(Exercise)
Copy out the entries below precisely; nothing is to be omitted.

(Given records)
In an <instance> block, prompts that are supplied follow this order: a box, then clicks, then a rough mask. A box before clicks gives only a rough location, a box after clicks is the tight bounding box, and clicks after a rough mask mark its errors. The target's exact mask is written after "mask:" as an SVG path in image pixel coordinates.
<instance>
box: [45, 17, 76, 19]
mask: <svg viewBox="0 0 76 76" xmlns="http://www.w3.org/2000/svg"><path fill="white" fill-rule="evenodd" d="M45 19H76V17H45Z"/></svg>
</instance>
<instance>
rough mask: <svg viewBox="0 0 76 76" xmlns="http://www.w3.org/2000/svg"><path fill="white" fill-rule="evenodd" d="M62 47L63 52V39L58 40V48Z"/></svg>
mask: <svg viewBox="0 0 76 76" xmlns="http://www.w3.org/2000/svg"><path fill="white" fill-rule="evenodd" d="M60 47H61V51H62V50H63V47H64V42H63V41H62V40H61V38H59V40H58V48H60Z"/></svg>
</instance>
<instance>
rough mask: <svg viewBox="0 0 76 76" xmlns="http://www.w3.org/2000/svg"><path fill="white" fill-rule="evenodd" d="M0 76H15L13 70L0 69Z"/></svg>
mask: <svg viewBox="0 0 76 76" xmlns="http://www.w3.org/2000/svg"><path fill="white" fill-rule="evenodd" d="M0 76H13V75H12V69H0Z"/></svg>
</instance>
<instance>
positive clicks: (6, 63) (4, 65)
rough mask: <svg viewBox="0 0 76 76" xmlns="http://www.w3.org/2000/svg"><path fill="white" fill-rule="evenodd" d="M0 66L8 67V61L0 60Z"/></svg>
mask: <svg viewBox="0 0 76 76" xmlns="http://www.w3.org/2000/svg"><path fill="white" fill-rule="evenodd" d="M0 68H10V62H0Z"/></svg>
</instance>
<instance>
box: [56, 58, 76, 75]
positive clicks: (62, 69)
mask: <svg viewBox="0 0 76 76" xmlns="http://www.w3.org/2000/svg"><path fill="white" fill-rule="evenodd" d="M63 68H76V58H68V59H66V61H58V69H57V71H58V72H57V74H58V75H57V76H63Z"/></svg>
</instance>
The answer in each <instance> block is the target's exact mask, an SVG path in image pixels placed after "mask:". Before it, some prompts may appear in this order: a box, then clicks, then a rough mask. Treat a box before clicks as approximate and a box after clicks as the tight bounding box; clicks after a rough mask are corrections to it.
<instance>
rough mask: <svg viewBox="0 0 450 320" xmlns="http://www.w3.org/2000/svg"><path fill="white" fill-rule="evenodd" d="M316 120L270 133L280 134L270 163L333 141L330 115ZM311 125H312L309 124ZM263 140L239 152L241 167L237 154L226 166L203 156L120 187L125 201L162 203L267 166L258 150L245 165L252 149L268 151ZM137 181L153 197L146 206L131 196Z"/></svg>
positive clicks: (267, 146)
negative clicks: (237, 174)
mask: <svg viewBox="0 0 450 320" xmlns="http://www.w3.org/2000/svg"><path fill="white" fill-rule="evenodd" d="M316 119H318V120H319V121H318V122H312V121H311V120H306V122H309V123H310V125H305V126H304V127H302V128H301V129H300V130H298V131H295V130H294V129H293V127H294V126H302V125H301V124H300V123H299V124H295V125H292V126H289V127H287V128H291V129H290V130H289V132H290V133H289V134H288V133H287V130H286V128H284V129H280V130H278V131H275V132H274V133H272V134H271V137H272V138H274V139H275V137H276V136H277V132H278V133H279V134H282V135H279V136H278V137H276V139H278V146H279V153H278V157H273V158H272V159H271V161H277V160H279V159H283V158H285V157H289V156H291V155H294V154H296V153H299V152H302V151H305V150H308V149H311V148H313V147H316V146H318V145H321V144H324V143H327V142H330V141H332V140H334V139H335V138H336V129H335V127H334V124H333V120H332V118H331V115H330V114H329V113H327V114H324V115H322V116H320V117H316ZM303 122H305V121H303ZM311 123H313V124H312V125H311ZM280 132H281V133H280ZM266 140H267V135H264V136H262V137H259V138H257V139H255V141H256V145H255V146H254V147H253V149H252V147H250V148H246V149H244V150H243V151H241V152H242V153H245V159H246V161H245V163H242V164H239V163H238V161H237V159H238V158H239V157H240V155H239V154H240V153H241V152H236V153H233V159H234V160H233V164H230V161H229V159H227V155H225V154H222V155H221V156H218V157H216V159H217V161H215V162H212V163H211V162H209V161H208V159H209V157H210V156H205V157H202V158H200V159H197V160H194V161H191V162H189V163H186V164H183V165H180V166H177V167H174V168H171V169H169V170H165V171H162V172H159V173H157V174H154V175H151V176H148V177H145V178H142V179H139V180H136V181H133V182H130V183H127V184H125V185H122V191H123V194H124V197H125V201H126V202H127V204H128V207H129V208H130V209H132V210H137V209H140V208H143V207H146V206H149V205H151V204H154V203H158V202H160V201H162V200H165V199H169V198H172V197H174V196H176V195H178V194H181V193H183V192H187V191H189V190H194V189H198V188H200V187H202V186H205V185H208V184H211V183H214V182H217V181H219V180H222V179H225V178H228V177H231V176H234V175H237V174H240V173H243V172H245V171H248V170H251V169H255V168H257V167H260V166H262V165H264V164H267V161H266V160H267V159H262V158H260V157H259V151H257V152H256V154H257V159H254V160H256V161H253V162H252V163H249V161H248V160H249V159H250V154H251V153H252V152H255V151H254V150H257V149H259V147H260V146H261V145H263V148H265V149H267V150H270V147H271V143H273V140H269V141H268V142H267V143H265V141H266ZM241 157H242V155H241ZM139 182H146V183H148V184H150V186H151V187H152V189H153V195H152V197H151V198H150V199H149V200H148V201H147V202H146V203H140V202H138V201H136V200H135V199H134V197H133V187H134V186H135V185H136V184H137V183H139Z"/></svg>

(Reply to the exercise)
In an <instance> block, prompts that are supplied follow this order: a box, then clicks, then a rough mask. A box before clicks gives only a rough location, a box after clicks is the tight bounding box, and clicks after a rough mask mark its errors. The target's exact mask is written after "mask:" as an SVG path in image pixel coordinates.
<instance>
box: [45, 17, 76, 19]
mask: <svg viewBox="0 0 76 76" xmlns="http://www.w3.org/2000/svg"><path fill="white" fill-rule="evenodd" d="M45 19H76V17H45Z"/></svg>
</instance>
<instance>
rough mask: <svg viewBox="0 0 76 76" xmlns="http://www.w3.org/2000/svg"><path fill="white" fill-rule="evenodd" d="M62 47L63 52V39L58 40V48Z"/></svg>
mask: <svg viewBox="0 0 76 76" xmlns="http://www.w3.org/2000/svg"><path fill="white" fill-rule="evenodd" d="M60 47H61V51H62V50H63V47H64V42H63V41H62V40H61V38H59V40H58V48H60Z"/></svg>
</instance>
<instance>
rough mask: <svg viewBox="0 0 76 76" xmlns="http://www.w3.org/2000/svg"><path fill="white" fill-rule="evenodd" d="M0 76H15L13 70L0 69Z"/></svg>
mask: <svg viewBox="0 0 76 76" xmlns="http://www.w3.org/2000/svg"><path fill="white" fill-rule="evenodd" d="M0 76H13V75H12V69H0Z"/></svg>
</instance>
<instance>
positive clicks: (6, 63) (4, 65)
rough mask: <svg viewBox="0 0 76 76" xmlns="http://www.w3.org/2000/svg"><path fill="white" fill-rule="evenodd" d="M0 66L8 67V61L0 60Z"/></svg>
mask: <svg viewBox="0 0 76 76" xmlns="http://www.w3.org/2000/svg"><path fill="white" fill-rule="evenodd" d="M0 68H10V62H0Z"/></svg>
</instance>
<instance>
box: [56, 58, 76, 75]
positive clicks: (62, 69)
mask: <svg viewBox="0 0 76 76" xmlns="http://www.w3.org/2000/svg"><path fill="white" fill-rule="evenodd" d="M63 68H76V58H68V59H66V61H58V69H57V71H58V72H57V74H58V75H57V76H63Z"/></svg>
</instance>
The answer in each <instance> block is the target's exact mask, an SVG path in image pixels placed after "mask:". Before it, some prompts may appear in this order: a box, then clicks, then a rough mask. Treat a box before clicks as approximate and a box after clicks as the tight bounding box; clicks after a rough mask are corrections to it.
<instance>
rough mask: <svg viewBox="0 0 450 320" xmlns="http://www.w3.org/2000/svg"><path fill="white" fill-rule="evenodd" d="M316 120L270 133L280 134L270 163L333 141L330 115ZM311 125H312L309 124ZM263 140L239 152L241 167L237 154L226 166L203 156L120 187L125 201L162 203L267 166L258 150L245 165L252 149L268 151ZM137 181L153 197L146 206L131 196Z"/></svg>
positive clicks: (267, 146)
negative clicks: (237, 174)
mask: <svg viewBox="0 0 450 320" xmlns="http://www.w3.org/2000/svg"><path fill="white" fill-rule="evenodd" d="M316 119H318V120H319V121H318V122H312V121H311V120H306V122H309V123H310V125H305V126H304V127H302V128H301V129H300V130H298V131H295V130H294V129H293V127H294V126H302V125H301V124H300V123H299V124H295V125H292V126H289V127H287V128H291V129H290V130H289V132H290V133H289V134H288V133H287V130H286V128H284V129H280V130H278V131H275V132H274V133H272V134H271V137H272V138H274V139H275V137H276V136H277V132H278V133H279V134H282V135H279V136H278V137H276V139H278V146H279V153H278V157H273V158H272V159H271V161H277V160H279V159H283V158H285V157H289V156H291V155H294V154H296V153H299V152H302V151H305V150H308V149H311V148H313V147H316V146H318V145H321V144H324V143H327V142H330V141H332V140H334V139H335V138H336V129H335V127H334V124H333V120H332V118H331V115H330V114H329V113H327V114H324V115H322V116H320V117H316ZM303 122H305V121H303ZM311 123H313V124H312V125H311ZM280 132H281V133H280ZM266 140H267V135H264V136H262V137H259V138H257V139H255V141H256V145H255V146H254V147H253V149H252V147H250V148H246V149H244V150H243V151H241V152H242V153H245V159H246V161H245V163H242V164H239V163H238V161H237V159H238V158H239V157H240V155H239V154H240V153H241V152H236V153H233V159H234V160H233V164H230V161H229V159H227V155H225V154H222V155H221V156H218V157H216V159H217V161H215V162H212V163H211V162H209V161H208V159H209V157H210V156H205V157H202V158H200V159H197V160H194V161H191V162H189V163H186V164H183V165H180V166H177V167H174V168H171V169H169V170H165V171H162V172H159V173H157V174H154V175H151V176H148V177H145V178H142V179H139V180H136V181H133V182H130V183H127V184H125V185H122V191H123V194H124V197H125V201H126V202H127V204H128V207H129V208H130V209H132V210H137V209H140V208H143V207H146V206H149V205H151V204H154V203H158V202H160V201H162V200H165V199H169V198H172V197H174V196H176V195H178V194H181V193H183V192H187V191H189V190H194V189H198V188H200V187H202V186H205V185H208V184H211V183H214V182H217V181H219V180H222V179H225V178H228V177H231V176H234V175H237V174H240V173H243V172H245V171H248V170H251V169H255V168H257V167H260V166H262V165H264V164H267V161H266V160H267V159H262V158H260V157H259V151H257V152H256V154H257V159H254V160H256V161H253V162H252V163H249V161H248V160H249V159H250V154H251V153H252V152H255V151H254V150H257V149H259V147H260V146H261V145H263V148H265V149H267V150H270V147H271V143H273V140H269V141H268V142H267V143H265V141H266ZM241 157H242V155H241ZM139 182H146V183H148V184H150V186H151V187H152V189H153V195H152V197H151V198H150V199H149V200H148V201H147V202H146V203H140V202H138V201H136V200H135V199H134V197H133V187H134V186H135V185H136V184H137V183H139Z"/></svg>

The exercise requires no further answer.